• _WORK REQUIRED_: Retype the line containing "Target: marble countertop" and each later line through the end of the listing, exactly as written, with no other lines.

════════════════

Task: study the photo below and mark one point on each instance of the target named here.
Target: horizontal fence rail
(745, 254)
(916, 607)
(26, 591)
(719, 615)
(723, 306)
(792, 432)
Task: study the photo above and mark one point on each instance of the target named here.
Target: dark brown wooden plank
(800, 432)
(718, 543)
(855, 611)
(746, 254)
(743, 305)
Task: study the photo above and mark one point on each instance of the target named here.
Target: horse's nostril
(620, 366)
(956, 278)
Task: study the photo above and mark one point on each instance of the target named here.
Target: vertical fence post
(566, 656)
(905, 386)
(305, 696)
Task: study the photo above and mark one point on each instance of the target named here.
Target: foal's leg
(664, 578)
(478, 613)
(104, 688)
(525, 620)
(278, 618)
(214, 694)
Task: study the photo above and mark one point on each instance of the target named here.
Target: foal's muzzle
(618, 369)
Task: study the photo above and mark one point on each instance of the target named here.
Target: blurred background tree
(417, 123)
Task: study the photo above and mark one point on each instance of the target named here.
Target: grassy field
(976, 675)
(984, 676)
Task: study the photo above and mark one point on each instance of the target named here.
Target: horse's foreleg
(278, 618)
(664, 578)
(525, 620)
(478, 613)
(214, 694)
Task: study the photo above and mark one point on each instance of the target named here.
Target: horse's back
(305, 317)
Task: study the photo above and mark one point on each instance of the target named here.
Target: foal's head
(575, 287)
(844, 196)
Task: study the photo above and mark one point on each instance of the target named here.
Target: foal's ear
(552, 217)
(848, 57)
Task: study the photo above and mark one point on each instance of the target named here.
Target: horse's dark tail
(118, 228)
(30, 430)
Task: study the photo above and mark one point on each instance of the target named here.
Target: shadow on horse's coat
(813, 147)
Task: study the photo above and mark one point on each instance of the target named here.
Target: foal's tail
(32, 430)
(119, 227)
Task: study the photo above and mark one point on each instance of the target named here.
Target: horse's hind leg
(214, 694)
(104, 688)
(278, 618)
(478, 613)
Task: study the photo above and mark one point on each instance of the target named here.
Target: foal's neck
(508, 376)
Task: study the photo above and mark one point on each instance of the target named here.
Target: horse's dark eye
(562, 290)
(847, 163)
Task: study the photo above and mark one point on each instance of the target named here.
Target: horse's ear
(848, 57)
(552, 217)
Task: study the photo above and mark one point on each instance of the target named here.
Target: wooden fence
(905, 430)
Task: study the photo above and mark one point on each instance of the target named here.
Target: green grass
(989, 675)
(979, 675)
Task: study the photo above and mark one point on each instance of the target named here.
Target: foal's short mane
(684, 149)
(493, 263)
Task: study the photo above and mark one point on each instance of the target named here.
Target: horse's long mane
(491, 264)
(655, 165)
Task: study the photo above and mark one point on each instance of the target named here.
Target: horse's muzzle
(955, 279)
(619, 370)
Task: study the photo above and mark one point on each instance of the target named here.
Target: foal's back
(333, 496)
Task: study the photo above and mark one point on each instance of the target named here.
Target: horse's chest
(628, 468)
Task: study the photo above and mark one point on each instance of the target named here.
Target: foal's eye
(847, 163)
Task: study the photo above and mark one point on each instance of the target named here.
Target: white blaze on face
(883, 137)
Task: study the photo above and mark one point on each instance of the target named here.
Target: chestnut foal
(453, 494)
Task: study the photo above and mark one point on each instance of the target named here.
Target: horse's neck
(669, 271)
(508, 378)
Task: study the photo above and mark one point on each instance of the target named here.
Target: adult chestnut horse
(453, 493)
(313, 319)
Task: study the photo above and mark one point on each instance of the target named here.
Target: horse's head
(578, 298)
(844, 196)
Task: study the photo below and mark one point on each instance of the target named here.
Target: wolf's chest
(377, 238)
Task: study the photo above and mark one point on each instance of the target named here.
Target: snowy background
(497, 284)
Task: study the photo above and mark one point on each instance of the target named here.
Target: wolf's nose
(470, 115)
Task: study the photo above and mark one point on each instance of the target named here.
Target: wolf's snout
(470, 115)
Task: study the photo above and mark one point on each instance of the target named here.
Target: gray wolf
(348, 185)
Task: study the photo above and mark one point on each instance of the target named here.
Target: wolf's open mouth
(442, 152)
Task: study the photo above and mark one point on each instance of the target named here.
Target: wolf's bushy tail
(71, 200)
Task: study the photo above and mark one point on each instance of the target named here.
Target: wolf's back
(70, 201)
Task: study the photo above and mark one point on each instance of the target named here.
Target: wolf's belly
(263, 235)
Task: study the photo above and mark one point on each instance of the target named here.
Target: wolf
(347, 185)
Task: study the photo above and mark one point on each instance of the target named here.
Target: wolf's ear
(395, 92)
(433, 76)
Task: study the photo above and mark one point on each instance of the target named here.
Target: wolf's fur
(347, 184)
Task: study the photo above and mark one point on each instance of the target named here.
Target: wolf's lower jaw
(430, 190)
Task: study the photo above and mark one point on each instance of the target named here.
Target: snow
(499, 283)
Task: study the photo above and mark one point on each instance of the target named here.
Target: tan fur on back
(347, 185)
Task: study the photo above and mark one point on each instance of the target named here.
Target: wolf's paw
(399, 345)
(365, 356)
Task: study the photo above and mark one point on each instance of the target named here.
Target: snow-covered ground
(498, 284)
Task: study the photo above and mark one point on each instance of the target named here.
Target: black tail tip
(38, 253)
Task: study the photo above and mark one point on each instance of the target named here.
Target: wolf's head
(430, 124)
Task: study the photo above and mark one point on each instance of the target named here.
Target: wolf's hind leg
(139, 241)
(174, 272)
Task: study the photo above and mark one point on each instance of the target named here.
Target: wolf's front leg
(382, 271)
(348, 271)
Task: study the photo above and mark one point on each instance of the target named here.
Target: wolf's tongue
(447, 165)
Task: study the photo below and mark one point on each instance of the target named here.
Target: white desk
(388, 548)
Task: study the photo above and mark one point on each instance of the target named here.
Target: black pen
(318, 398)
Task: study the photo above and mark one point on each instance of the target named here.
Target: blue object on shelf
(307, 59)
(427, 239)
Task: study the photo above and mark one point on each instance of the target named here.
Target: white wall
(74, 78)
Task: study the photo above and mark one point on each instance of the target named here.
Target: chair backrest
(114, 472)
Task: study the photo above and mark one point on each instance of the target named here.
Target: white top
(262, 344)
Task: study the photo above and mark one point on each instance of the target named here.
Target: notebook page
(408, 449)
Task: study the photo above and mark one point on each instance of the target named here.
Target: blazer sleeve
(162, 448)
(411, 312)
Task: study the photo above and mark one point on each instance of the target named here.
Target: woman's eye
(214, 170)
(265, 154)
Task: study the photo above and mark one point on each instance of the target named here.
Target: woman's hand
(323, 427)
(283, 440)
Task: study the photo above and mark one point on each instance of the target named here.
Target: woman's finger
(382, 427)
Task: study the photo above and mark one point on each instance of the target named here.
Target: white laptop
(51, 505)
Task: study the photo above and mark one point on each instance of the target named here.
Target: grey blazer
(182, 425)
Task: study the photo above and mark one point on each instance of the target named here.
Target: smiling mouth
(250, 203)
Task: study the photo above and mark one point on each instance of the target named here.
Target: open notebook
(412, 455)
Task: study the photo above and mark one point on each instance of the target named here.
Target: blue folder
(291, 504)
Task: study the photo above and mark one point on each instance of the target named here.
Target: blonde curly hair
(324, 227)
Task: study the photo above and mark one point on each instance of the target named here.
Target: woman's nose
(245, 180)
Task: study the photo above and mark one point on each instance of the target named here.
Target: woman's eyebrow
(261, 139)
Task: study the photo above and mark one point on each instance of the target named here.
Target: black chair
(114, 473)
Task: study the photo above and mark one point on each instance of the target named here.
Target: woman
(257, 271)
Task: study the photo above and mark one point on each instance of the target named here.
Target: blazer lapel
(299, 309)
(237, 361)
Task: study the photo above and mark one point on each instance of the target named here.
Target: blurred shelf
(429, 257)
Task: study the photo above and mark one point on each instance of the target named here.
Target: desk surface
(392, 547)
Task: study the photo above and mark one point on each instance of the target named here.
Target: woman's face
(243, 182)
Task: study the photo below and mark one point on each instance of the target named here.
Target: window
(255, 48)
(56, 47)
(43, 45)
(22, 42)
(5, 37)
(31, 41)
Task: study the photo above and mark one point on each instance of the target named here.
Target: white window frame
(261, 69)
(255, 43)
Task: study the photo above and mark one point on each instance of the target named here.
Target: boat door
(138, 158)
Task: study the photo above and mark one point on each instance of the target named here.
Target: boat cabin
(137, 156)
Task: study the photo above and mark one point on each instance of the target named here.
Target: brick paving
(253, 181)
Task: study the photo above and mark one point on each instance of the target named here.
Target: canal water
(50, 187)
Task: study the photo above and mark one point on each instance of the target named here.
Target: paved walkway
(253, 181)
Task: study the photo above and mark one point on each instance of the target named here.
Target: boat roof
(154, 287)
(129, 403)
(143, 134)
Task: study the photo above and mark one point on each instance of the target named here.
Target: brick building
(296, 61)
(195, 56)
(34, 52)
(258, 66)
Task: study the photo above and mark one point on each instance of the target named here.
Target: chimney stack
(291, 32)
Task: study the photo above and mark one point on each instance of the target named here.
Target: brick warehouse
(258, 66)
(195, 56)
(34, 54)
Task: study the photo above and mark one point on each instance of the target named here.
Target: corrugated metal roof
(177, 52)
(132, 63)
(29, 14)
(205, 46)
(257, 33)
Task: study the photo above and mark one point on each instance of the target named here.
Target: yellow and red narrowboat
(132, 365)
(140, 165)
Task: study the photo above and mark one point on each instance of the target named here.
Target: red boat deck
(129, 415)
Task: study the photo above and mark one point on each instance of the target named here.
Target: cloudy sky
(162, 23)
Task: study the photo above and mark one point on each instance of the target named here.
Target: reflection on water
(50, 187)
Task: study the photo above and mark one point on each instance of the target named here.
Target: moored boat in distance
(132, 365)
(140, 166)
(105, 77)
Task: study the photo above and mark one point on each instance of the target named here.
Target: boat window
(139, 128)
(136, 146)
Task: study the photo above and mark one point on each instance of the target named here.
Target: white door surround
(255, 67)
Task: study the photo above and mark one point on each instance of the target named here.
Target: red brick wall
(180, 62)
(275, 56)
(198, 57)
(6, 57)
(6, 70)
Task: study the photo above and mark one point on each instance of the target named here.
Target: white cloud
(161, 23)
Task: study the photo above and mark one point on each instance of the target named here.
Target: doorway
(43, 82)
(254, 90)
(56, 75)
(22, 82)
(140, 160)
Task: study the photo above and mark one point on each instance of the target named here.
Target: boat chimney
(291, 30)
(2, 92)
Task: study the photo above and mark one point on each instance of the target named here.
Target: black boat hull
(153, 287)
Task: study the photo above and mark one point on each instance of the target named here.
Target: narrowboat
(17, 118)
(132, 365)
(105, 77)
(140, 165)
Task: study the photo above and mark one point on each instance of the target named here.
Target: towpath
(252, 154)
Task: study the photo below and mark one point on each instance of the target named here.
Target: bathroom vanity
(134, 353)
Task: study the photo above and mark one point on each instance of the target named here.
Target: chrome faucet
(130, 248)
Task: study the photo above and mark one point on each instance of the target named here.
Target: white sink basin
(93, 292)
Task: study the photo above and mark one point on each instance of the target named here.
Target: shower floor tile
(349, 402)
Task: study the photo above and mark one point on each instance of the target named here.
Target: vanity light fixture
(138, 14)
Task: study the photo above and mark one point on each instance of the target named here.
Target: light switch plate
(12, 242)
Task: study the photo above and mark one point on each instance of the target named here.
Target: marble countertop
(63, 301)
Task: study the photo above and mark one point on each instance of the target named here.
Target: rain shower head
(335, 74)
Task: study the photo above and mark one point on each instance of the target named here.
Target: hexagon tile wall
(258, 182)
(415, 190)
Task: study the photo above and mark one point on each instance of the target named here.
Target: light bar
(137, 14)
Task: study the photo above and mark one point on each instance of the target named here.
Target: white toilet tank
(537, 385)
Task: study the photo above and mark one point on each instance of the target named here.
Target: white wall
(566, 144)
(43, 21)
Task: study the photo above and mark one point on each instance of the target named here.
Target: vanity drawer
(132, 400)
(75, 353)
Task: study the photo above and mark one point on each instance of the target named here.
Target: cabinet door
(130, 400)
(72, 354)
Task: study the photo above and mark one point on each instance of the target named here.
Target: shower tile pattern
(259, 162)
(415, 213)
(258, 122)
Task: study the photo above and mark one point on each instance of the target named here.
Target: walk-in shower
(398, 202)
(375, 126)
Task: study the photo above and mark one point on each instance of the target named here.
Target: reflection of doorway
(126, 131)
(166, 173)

════════════════

• _RESULT OF THIS EXERCISE_:
Target: marble countertop
(63, 301)
Task: study the photo above and mark one point on each instance of the target named here.
Target: rain shower head
(335, 74)
Task: study the photo above and mark one point on each instance of the target named here.
Target: hexagon tile wall
(258, 182)
(415, 190)
Task: study the photo above and mark one point on each instance of the target named here.
Target: light bar
(137, 14)
Task: study the photo above and mark one point on each instance of the target named here.
Target: white toilet tank
(537, 385)
Task: study the photo above and mark one point on each instance of the target named here.
Target: white wall
(566, 144)
(43, 21)
Task: study the photo above and mark one point on each instance of the target named here.
Target: vanity drawer
(132, 400)
(75, 353)
Task: study the photo above and mark one point on each instance of the target named here.
Target: cabinet door
(130, 400)
(72, 354)
Task: study the photo above and mark one point on each instance of the target named here.
Target: shower tile pattern
(259, 162)
(415, 213)
(258, 122)
Task: study the photo above and mark one point on each instance of the target named here.
Target: walk-in shower
(398, 202)
(375, 126)
Task: study the photo above and mark one point on each instance of the target named here.
Target: reflection of doorway
(126, 131)
(166, 173)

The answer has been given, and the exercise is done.